Requirements: Reproduce every line from the start of the rows through the line containing "[[[617,192],[512,220],[510,259],[537,267],[555,298],[617,303]]]", inclusive, requests and all, shifting each polygon coordinate in the answers by -74.

Data listing:
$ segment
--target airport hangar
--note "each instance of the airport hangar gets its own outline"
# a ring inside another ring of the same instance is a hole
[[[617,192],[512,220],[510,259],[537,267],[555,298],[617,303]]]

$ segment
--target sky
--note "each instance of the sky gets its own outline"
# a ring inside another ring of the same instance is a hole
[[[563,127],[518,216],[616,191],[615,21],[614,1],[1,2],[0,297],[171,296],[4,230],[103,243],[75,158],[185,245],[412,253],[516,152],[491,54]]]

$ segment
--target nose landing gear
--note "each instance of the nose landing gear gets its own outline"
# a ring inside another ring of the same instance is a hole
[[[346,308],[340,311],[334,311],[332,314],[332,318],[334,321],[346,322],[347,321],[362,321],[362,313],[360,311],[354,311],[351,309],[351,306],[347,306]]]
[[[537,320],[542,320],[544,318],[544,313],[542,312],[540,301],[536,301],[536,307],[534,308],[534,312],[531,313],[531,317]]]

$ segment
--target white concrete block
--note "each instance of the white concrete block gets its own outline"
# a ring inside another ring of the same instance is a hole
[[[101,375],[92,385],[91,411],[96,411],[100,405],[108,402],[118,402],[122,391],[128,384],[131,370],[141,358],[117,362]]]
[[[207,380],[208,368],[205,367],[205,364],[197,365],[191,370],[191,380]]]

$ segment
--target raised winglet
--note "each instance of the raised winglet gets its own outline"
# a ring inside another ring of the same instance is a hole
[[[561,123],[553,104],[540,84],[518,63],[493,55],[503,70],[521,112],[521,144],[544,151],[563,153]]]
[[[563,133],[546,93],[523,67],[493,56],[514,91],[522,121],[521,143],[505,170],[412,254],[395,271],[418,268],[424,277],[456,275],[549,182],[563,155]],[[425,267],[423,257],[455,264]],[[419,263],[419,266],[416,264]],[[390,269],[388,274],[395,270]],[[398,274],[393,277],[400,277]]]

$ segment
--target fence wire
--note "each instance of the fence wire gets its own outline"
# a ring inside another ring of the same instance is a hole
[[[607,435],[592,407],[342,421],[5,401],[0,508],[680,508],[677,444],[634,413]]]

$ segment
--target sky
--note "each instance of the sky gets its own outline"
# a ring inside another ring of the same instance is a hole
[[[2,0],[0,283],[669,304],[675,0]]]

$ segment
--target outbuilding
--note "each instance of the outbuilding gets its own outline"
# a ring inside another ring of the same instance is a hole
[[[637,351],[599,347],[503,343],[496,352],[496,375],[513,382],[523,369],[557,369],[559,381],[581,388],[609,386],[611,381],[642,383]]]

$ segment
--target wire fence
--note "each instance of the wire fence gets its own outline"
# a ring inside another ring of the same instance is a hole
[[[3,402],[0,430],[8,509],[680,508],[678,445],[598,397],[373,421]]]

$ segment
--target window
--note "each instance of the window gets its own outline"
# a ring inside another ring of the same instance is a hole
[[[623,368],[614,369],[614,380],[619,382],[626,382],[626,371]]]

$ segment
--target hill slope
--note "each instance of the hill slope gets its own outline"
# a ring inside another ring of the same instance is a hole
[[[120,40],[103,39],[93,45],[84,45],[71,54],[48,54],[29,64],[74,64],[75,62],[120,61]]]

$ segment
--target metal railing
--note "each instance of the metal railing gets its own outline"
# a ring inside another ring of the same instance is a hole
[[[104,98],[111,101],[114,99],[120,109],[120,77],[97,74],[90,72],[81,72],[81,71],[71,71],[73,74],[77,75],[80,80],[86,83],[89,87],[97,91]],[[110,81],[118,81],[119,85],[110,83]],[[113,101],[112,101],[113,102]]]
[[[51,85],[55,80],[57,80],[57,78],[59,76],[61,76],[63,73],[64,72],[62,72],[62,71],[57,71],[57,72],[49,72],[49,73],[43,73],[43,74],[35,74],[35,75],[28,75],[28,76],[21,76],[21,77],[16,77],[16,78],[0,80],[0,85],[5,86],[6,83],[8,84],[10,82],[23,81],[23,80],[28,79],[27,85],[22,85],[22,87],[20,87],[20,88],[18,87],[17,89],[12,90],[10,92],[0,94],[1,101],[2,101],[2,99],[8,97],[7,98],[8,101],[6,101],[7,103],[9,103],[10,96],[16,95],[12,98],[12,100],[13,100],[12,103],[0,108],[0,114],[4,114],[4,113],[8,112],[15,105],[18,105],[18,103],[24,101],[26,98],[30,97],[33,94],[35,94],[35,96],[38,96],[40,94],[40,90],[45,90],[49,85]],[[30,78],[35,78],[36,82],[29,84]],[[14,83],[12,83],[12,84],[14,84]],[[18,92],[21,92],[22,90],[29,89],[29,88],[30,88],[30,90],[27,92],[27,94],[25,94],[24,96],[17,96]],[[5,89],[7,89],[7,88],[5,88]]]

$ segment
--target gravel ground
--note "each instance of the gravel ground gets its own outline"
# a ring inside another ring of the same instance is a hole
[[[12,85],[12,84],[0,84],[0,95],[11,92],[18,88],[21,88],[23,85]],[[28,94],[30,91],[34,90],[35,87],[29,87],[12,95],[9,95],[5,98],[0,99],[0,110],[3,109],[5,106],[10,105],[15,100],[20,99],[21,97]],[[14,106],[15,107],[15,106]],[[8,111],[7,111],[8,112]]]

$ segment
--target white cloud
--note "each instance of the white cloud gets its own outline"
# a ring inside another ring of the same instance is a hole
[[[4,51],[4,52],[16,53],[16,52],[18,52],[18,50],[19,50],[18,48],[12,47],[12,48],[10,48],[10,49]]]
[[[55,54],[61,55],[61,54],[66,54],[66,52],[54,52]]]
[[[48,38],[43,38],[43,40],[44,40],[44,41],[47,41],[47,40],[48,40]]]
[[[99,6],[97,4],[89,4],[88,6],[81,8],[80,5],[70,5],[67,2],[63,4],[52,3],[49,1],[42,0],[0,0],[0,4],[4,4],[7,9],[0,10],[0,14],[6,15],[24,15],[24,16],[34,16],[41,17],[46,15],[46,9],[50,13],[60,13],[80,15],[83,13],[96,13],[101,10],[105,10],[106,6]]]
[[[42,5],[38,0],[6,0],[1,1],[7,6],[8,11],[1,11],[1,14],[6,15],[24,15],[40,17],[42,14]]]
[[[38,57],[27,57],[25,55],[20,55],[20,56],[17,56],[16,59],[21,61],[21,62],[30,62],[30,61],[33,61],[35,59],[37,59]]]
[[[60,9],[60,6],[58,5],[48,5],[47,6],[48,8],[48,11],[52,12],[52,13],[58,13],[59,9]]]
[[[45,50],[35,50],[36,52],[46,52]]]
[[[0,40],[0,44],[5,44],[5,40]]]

Final answer:
$ segment
--target airport hangar
--note "each instance of the airport hangar gets its own outline"
# a ring inside another ring of the same instance is a hole
[[[543,118],[438,146],[436,185],[463,193],[481,224],[543,229]]]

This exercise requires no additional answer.